* _Problems to solve_
1. Translate this sentence from the article on transportation equity into Spanish: "While public transit agencies hold meetings with the public, they are often one-way conversations, Levine said."
2. Summarize the article on transportation equity in two sentences.

Editor’s Note: This article first appeared as part of the August 2 flipbook.
UT researchers identified six practices that can be used by public transit agencies to advance transportation equity, according to a report published in July.
Transportation equity means a more fair distribution of the benefits and burdens of transportation, allowing for lower-income individuals to access those benefits, said Jonathan Brooks, director of policy and planning for LINK Houston, an advocacy group for transportation equity.
“Transportation is the ultimate shared interest; it’s often compared to a circulatory system,” Brooks said. “Public transit, especially local transit with frequent service extended into communities, is fundamental. It’s seen as a central public good and it really provides far beyond the simple dollars and cents around it.”
Kaylyn Levine, a community and regional planning graduate student who worked on the report, said transportation equity comes from the inclusion of marginalized communities so their voices are heard during the public transit planning process.
“I really think that looking at that local built environment and how you access different opportunities using public transit is really important to your quality of life,” Levine said. “Certain groups of people don’t get to experience this access and mobility, so I think it’s just really important work to look at the most vulnerable communities.”
While public transit agencies hold meetings with the public, they are often one-way conversations, Levine said.
“They try to inform the public rather than include them in the planning process,” Levine said.
Levine said based on these shortcomings, she and her adviser, Alex Karner, spoke with staff from eight public transit providers and advocacy groups throughout the United States, asking them questions on how these equity-advancing practices are being implemented.
Levine said through speaking with the agencies, they were able to identify six practices that they believed other public transit agencies nationwide could use while offering benefits and limitations the practices could have: establishing advisory committees, partnering with advocacy organizations, incorporating equity into capital planning, planning with other regional transportation agencies, using ride-hailing and microtransit services and creating an equity culture in the workplace.
“We found that these agencies are really going above and beyond to incorporate equity, justice and fairness in meaningful ways during the planning process,” Levine said. “Without considering the equity impacts of a decision, you’re really just (doing a disservice to) the communities you’re supposed to be serving.”
Jackie Nirenberg, director of community engagement and involvement for the Austin Transit Partnership, said that public transportation is an equity tool that connects people to opportunities and jobs, which was highlighted when people continued to use buses during the height of the pandemic.
“This is a lifeline for people,” Nirenberg said. “These were essential workers, service workers, grocery workers, people who had no choice but to get to work, and the only choice they had was to take (public) transit.”
Nirenberg said Capital Metro has implemented equity-advancing practices by engaging with communities, implementing translation services and launching Project Connect, a comprehensive transit plan that includes building a new rail system in Austin.
“It’s more than building a train, it is actually an opportunity to rethink our community and make it better,” Nirenberg said. “Whether that be creating more hospitable places for people when they board our services, through better station designs or public art opportunities in neighborhoods.”

* _Data to examine_
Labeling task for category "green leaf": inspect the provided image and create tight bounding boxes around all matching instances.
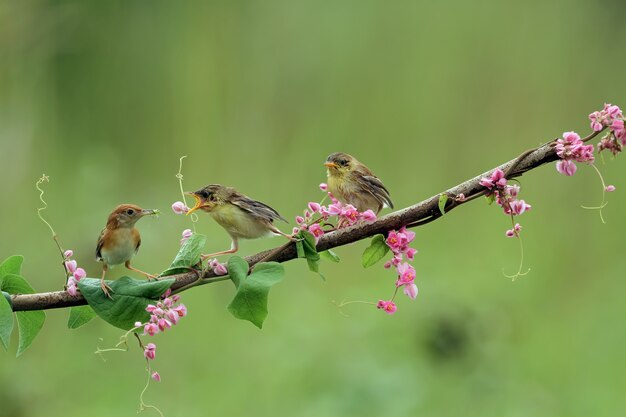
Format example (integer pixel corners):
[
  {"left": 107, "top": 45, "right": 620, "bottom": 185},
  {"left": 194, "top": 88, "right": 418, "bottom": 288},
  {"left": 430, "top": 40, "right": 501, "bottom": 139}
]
[
  {"left": 361, "top": 235, "right": 389, "bottom": 268},
  {"left": 0, "top": 255, "right": 24, "bottom": 289},
  {"left": 2, "top": 274, "right": 35, "bottom": 294},
  {"left": 296, "top": 240, "right": 306, "bottom": 258},
  {"left": 0, "top": 297, "right": 13, "bottom": 350},
  {"left": 78, "top": 276, "right": 174, "bottom": 330},
  {"left": 298, "top": 230, "right": 326, "bottom": 280},
  {"left": 439, "top": 194, "right": 448, "bottom": 214},
  {"left": 67, "top": 306, "right": 97, "bottom": 329},
  {"left": 15, "top": 310, "right": 46, "bottom": 356},
  {"left": 3, "top": 274, "right": 46, "bottom": 356},
  {"left": 227, "top": 256, "right": 250, "bottom": 288},
  {"left": 161, "top": 233, "right": 206, "bottom": 276},
  {"left": 228, "top": 258, "right": 285, "bottom": 329},
  {"left": 319, "top": 249, "right": 341, "bottom": 263}
]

* _Responses to the exercise_
1. Aunque las agencias de transporte público celebran reuniones con el público, a menudo son conversaciones unidireccionales, dijo Levine.

2. A July report by UT researchers identified six practices public transit agencies can use to advance transportation equity: establishing advisory committees, partnering with advocacy organizations, incorporating equity into capital planning, planning with other regional transportation agencies, using ride-hailing and microtransit services, and creating an equity culture in the workplace. Advocates and transit officials describe public transit as a central public good and a lifeline, and Capital Metro has pursued equity through community engagement, translation services and Project Connect.